EXTRAIT SOURCE:
Service par service, la lettre charge d’abord le service des ressources humaines de l’hôpital, qui est présenté comme défaillant : « Les réponses tardent à venir. Souvent, il arrive que je ne reçoive pas de réponse à des questionnements ou à des sollicitations. Quand je reçois une réponse, il arrive qu’elle n’ait pas de rapport et qu’elle n’apporte rien à ma problématique initiale. » Au sein du service de néonatalogie, l’écrit reflète des problèmes médicaux dus à un manque de ressource médicale, où des internes pallieraient au manque de ressource médicale : « Les problèmes d’ordre médicaux sont flagrants avec des internes étrangers livrés à eux-mêmes en néonatologie, ce qui rend difficile leur apprentissage. Nous rappelons qu’un interne en médecine est encore étudiant et que sa pratique est sous supervision directe d’un médecin senior. » Dans ce contexte d’ « insuffisance médicale », les infirmiers réaliseraient des actes purement médicaux, ne relevant pas de leur compétence.
Négligence, « prise en charge maltraitante » et « parfois mortifère »
Désabusé, l’infirmier dénonce une « gestion catastrophique de la douleur et des soins palliatifs » sur des patients, et notamment sur les nouveaux-nés hospitalisés en néonatalogie : « Travailler en néonatalogie est devenir complice d’une prise en charge maltraitante et parfois mortifère. Le tout, couvert par une partie de l’encadrement et la chefferie médicale du service. » La nuit serait un couloir sans appel où les infirmiers seraient seuls, livrés à eux-mêmes, quand d’autres professionnels de santé seraient dans les bras de Morphée : « La nuit, dans l’ensemble de ces services, je serai régulièrement seul à travailler, mes collègues se reposant de 00H à 06H. »
Une différence de traitement entre les Mzungus, les Mahorais et les Comoriens ?

CONSIGNE: Recopiez le passage de l'extrait sur l'hôpital allant de « Désabusé, l’infirmier dénonce » à « les Comoriens ? », en changeant « couloir » en « tunnel ».

(Données d'ancrage d'expressions référentielles)
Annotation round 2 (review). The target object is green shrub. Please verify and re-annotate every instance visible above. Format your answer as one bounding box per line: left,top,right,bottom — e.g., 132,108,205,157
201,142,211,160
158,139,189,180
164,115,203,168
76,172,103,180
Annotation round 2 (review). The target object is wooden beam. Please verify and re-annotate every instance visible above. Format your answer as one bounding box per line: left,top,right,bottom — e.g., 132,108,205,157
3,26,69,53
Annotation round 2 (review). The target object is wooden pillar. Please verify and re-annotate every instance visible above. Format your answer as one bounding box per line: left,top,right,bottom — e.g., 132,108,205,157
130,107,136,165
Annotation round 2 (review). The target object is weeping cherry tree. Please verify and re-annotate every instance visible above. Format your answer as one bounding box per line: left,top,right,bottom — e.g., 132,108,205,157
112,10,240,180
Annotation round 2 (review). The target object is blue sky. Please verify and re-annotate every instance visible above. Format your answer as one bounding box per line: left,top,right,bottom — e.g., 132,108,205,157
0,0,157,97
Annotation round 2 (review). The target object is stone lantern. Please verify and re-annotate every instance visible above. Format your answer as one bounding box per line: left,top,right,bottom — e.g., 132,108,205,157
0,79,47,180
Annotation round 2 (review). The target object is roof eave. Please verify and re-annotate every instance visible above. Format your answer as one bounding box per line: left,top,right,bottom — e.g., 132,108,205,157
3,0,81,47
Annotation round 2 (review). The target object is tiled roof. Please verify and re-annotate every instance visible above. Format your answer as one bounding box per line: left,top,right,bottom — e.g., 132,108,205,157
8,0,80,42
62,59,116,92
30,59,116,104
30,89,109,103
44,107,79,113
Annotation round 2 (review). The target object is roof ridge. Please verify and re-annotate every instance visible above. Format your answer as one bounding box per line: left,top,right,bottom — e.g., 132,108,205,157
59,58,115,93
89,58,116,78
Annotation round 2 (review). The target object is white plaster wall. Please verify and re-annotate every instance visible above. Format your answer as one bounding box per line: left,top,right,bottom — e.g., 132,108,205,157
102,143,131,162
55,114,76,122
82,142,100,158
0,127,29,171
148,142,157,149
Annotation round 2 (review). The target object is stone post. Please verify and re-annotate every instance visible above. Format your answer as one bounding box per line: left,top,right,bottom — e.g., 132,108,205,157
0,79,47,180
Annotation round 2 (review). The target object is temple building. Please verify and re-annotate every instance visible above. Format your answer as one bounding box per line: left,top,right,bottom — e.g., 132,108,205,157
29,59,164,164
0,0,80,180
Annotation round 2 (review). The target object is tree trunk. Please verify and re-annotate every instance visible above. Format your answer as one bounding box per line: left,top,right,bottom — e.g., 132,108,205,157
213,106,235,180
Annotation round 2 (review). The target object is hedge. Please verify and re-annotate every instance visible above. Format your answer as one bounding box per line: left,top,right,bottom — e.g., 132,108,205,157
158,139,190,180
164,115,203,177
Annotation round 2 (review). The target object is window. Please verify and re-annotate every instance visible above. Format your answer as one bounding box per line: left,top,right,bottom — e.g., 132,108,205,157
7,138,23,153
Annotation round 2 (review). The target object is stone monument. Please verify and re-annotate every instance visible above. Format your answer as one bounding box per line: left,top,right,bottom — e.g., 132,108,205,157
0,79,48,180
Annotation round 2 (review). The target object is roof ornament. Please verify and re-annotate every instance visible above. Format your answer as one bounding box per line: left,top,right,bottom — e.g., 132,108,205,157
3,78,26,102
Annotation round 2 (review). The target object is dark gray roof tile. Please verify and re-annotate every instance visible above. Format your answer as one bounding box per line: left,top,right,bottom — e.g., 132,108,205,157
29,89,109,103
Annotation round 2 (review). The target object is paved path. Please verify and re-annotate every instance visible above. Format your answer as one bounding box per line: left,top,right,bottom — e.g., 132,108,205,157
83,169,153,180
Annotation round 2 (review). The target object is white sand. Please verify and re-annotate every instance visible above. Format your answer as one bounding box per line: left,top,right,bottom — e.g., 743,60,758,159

RÉPONSE RÉDIGÉE:
Désabusé, l’infirmier dénonce une « gestion catastrophique de la douleur et des soins palliatifs » sur des patients, et notamment sur les nouveaux-nés hospitalisés en néonatalogie : « Travailler en néonatalogie est devenir complice d’une prise en charge maltraitante et parfois mortifère. Le tout, couvert par une partie de l’encadrement et la chefferie médicale du service. » La nuit serait un tunnel sans appel où les infirmiers seraient seuls, livrés à eux-mêmes, quand d’autres professionnels de santé seraient dans les bras de Morphée : « La nuit, dans l’ensemble de ces services, je serai régulièrement seul à travailler, mes collègues se reposant de 00H à 06H. »
Une différence de traitement entre les Mzungus, les Mahorais et les Comoriens ?